◆ Text shown
====

The Top 35-under-35 competition was launched in 2014 by SAICA to provide a platform to recognise CAs(SA), both nationally and internationally, who are bringing about a valuable and notable contribution to not only to their businesses but also to society. Each Top 35 finalist boasts a unique and inspiring story to success.
To be selected as a Top-35-under-35 finalist is an outstanding accomplishment. It means that you have been recognised as top talent amongst thousands of other young CAs(SA). Your exceptional accomplishments and achievements in your career or business stand out from the crowd. Your innovative ideas, work ethic, leadership style and contributions to society have made a valuable difference that deserves some showcasing.
As part of my submission, I included the following project built using Unreal Studio (If you like to concept please vote on the following link (2018 Top 35-under-35 Entry: Christopher Edward Commin – Accountancy SA)
- What does Unreal Engine do for your project?

====

Coordinate annotation entries
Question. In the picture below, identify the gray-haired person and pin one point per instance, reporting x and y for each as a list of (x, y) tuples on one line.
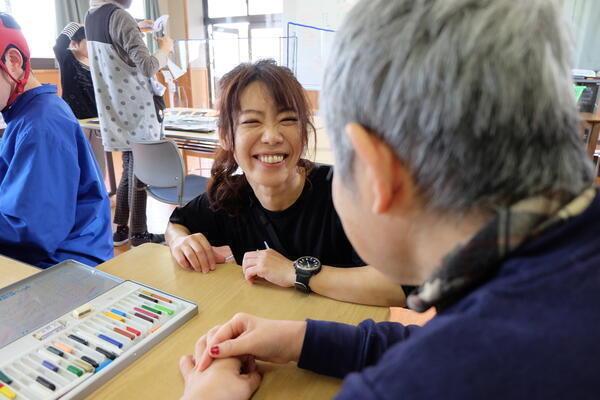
[(460, 169), (122, 68)]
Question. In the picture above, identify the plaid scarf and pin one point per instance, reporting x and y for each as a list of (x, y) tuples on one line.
[(471, 264)]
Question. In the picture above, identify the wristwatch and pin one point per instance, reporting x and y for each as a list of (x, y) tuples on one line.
[(306, 267)]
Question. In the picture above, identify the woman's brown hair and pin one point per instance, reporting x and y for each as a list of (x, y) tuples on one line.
[(225, 189)]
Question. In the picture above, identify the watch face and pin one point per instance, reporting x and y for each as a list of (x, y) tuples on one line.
[(308, 263)]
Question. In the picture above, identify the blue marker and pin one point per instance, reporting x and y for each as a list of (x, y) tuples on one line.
[(115, 311), (110, 340)]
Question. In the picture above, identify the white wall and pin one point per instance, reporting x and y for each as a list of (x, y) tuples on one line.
[(584, 16), (309, 48), (321, 13)]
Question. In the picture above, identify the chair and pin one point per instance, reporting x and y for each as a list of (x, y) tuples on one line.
[(158, 164)]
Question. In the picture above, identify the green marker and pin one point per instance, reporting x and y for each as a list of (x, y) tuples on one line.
[(4, 378), (75, 370), (165, 309), (154, 310)]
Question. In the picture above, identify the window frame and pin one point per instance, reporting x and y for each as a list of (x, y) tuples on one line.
[(255, 21)]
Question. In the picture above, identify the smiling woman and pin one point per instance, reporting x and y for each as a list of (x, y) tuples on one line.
[(257, 98), (280, 203)]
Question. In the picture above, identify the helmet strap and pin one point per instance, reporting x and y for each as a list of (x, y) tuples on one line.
[(20, 87)]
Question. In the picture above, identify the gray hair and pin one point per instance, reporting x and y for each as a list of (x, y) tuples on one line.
[(474, 96)]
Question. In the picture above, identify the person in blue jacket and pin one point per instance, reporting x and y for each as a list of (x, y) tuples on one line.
[(459, 168), (53, 204)]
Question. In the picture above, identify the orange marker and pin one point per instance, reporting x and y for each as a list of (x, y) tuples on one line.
[(63, 347), (156, 296), (155, 328), (114, 316)]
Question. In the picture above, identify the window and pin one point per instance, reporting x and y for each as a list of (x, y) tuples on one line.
[(38, 22), (137, 9), (265, 7), (230, 8), (241, 31)]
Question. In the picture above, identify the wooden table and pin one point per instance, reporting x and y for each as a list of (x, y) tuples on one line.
[(219, 295)]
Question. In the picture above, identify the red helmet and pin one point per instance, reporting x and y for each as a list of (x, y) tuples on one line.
[(11, 35)]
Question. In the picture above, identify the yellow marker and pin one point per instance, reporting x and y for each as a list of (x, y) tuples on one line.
[(4, 390), (83, 365), (114, 316), (82, 311)]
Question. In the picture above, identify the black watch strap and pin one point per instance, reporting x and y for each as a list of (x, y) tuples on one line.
[(302, 279)]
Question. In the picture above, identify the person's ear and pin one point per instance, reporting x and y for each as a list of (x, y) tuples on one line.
[(14, 62), (390, 181)]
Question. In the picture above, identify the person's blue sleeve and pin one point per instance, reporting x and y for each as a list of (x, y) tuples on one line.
[(335, 349), (39, 194)]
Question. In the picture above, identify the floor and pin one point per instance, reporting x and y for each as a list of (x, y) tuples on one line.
[(158, 213)]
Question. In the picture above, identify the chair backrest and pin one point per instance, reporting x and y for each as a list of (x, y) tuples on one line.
[(158, 163)]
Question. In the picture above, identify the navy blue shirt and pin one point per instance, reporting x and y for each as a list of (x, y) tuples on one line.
[(519, 336), (53, 204)]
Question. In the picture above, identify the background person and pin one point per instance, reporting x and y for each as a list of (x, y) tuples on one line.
[(53, 204), (122, 68)]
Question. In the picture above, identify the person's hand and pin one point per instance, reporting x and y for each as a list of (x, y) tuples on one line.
[(269, 265), (146, 25), (194, 252), (165, 44), (247, 335), (230, 378)]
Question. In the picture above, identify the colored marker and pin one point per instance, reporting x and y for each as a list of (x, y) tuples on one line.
[(4, 378), (144, 317), (165, 309), (152, 310), (126, 334), (78, 339), (82, 311), (108, 354), (114, 316), (73, 369), (50, 366), (63, 347), (115, 311), (5, 390), (90, 361), (148, 313), (54, 350), (130, 329), (83, 365), (110, 340), (47, 384), (156, 296), (103, 365), (143, 296)]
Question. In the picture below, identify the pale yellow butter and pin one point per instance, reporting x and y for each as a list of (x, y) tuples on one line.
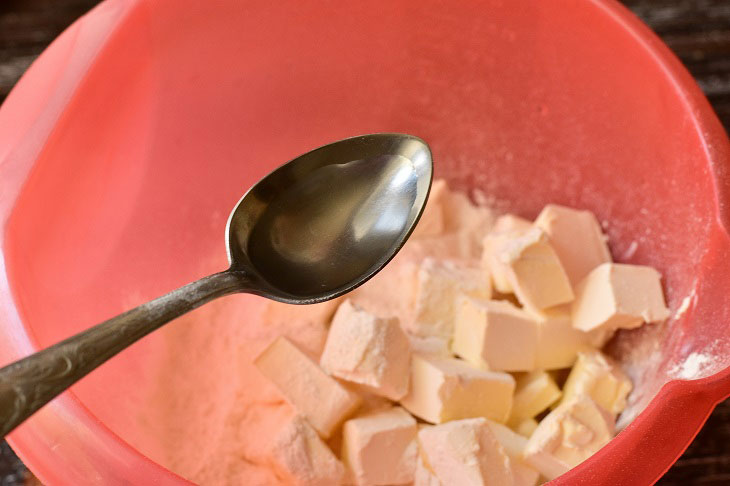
[(618, 296), (465, 453), (380, 448), (526, 427), (534, 270), (439, 283), (368, 350), (576, 237), (598, 377), (300, 456), (505, 228), (534, 393), (318, 397), (495, 335), (444, 389), (569, 435), (514, 446)]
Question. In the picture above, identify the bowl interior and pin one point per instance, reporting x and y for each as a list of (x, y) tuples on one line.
[(190, 105)]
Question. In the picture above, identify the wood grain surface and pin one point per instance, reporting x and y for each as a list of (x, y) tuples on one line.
[(697, 30)]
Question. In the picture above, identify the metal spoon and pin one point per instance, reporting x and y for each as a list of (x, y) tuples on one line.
[(313, 229)]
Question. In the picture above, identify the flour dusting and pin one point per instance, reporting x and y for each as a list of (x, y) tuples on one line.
[(695, 366)]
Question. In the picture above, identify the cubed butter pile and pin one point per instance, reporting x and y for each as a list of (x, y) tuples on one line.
[(459, 388)]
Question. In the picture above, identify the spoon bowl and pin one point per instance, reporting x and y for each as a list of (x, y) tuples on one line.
[(313, 229), (324, 223)]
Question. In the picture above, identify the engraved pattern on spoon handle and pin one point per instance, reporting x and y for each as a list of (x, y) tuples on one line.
[(28, 384)]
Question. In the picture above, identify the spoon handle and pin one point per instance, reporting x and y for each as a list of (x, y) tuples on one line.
[(28, 384)]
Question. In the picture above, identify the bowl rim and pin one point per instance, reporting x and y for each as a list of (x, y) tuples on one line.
[(67, 415)]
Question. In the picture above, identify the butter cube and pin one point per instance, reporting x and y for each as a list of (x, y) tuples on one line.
[(318, 397), (576, 237), (432, 220), (365, 349), (439, 346), (444, 389), (495, 335), (534, 393), (465, 453), (514, 446), (301, 458), (569, 435), (439, 285), (509, 223), (598, 377), (526, 427), (424, 475), (381, 448), (558, 341), (505, 228), (614, 296), (534, 270)]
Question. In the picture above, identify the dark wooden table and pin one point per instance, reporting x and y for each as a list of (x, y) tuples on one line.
[(697, 30)]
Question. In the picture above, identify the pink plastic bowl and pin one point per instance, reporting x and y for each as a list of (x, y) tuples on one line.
[(125, 145)]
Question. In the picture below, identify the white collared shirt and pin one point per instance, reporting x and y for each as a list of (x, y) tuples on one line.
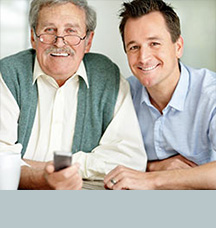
[(54, 125)]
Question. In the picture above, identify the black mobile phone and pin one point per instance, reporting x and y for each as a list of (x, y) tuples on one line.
[(62, 159)]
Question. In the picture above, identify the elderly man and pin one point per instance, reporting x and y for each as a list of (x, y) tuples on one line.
[(175, 104), (57, 96)]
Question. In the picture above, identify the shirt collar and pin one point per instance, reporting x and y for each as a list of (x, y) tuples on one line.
[(179, 96), (178, 99), (80, 72)]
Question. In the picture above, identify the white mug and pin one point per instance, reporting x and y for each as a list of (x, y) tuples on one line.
[(10, 163)]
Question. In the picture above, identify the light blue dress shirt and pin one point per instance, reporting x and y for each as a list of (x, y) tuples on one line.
[(188, 123)]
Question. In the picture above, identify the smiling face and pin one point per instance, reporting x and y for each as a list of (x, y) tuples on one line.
[(152, 56), (60, 60)]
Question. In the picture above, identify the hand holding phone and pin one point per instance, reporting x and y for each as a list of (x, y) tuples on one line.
[(62, 160)]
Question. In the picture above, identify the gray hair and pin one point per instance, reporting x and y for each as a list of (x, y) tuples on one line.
[(37, 5)]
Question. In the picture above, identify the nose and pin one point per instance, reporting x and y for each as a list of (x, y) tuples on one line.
[(144, 54), (59, 41)]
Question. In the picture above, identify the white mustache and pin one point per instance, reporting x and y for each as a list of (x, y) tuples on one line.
[(60, 50)]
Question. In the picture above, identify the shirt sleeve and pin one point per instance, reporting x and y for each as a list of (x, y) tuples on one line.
[(9, 115), (121, 143), (212, 133)]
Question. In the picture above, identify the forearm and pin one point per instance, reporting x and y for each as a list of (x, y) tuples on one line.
[(201, 177)]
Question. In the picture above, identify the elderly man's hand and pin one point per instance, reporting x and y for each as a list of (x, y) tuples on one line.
[(66, 179)]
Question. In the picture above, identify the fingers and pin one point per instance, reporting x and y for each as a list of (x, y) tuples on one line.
[(118, 178), (68, 178)]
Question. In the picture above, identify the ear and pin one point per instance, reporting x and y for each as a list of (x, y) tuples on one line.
[(33, 41), (179, 47), (89, 42)]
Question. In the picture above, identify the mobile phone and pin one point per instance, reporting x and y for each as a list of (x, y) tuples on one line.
[(62, 159)]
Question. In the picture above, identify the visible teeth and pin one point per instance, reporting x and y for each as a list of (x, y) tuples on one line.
[(148, 68), (60, 54)]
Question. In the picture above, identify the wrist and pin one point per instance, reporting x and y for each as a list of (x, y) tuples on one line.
[(33, 179)]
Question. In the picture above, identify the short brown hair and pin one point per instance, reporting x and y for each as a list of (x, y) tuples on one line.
[(138, 8)]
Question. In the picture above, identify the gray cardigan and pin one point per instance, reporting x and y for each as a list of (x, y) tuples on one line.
[(95, 105)]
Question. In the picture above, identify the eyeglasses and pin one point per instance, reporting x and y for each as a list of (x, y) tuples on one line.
[(72, 40)]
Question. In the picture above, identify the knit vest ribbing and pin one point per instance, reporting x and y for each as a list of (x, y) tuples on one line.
[(95, 105)]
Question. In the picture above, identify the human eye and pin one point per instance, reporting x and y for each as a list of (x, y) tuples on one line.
[(133, 48), (49, 30), (70, 31), (154, 44)]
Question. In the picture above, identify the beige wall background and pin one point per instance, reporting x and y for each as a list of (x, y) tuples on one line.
[(198, 23)]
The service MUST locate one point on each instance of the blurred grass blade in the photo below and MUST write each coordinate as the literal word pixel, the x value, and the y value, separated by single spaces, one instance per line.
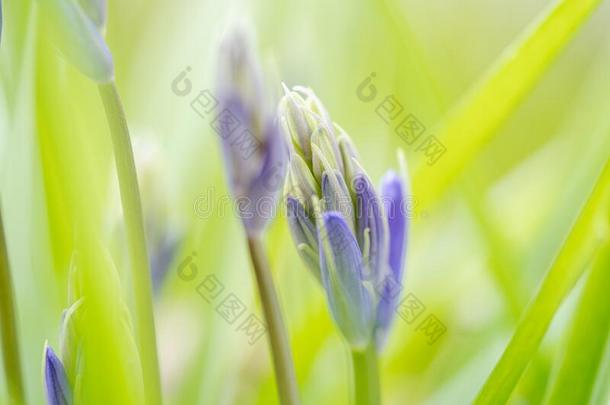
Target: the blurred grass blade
pixel 10 343
pixel 581 358
pixel 568 266
pixel 489 104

====

◆ Problems and tasks
A: In the text about the Top 35-under-35 competition, what year did SAICA launch it?
B: Pick up the text about the Top 35-under-35 competition after its final line and keep writing.

◆ Answers for the tasks
A: 2014

B:
Our project began in September 2015, with chartered account and an IT supervisor with no previous game development experience nor exposure to any of the game development disciplines other than programming. Given the nature of business functions, one of our focus areas is to generate and interpret spreadsheet data (usually) excel in order to provide intelligence into the business.
As a fleeting thought, whilst on vacation, we stumbled upon the possible innovation, of recreating our current business model in a game engine allowing to view the business in a more interactive visual manner whilst still allowing us access to logic systems in order to perform financial modelling calculations. This innovation was then pushed further with a focus on interactively viewing our industry from a geographical stand point.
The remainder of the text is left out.